Study text:
'''
RV: Three measures of the correlations between sets of variables

Description

How to measure the the correlation between two clusters or groups of variables x and y from the same data set is a recurring problem. Perhaps the most obvious is simply the unweighted correlation Ru.

Consider the matrix M composed of four submatrices

RxRxy
M =RxyRy

The unit weighted correlation, Ru is merely

\(Ru =\frac{\Sigma{r_{xy}}}{\sqrt{\Sigma{r_x}\Sigma{r_y}} }\)

A second is the Set correlation (also found in lmCor) by Cohen 1982) which is
\(Rset = 1- \frac{det(m)}{det(x)* det(y)}\)
Where m is the full matrix (x+y)by (x+y). and det represents the determinant.

A third approach (the RV coeffiecent) was introduced by Escoufier (1970) and Robert and Escoufier (1976).
\(RV = \frac{tr(xy (xy)')}{\sqrt{(tr(x x') * tr(y y'))}}\).

Where tr is the trace operator. (The sum of the diagonals).

The analysis can be done from the raw data or from correlation or covariance matrices. From the raw data, just specify the x and y variables. If using correlation/covariance matrixes, the xy matrix must be specified as well.

If using raw data, just specify the x and y columns and the data file.

Usage

RV(x, y, xy = NULL, data=NULL, cor = "cor",correct=0)

Value

RV

The RV statistic

Rset

Cohen's set correlation

Ru

The unit weighted correlation between x and y.

Rx

The correlation matrix of the x variables.
'''
Dataset content:
'''
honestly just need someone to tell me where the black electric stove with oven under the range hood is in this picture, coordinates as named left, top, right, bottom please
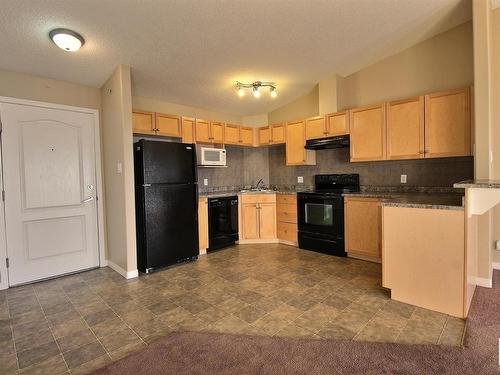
left=297, top=174, right=359, bottom=257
'''
What you need to do:
- A) In the RV documentation, what does the trace operator compute?
- B) Reproduce the passage of the RV documentation starting at "Where tr is" and ending at "specified as well.".
The lines above come from a source separate from the RV documentation.

Solutions in order:
- A) The sum of the diagonals.

- B)
Where tr is the trace operator. (The sum of the diagonals).

The analysis can be done from the raw data or from correlation or covariance matrices. From the raw data, just specify the x and y variables. If using correlation/covariance matrixes, the xy matrix must be specified as well.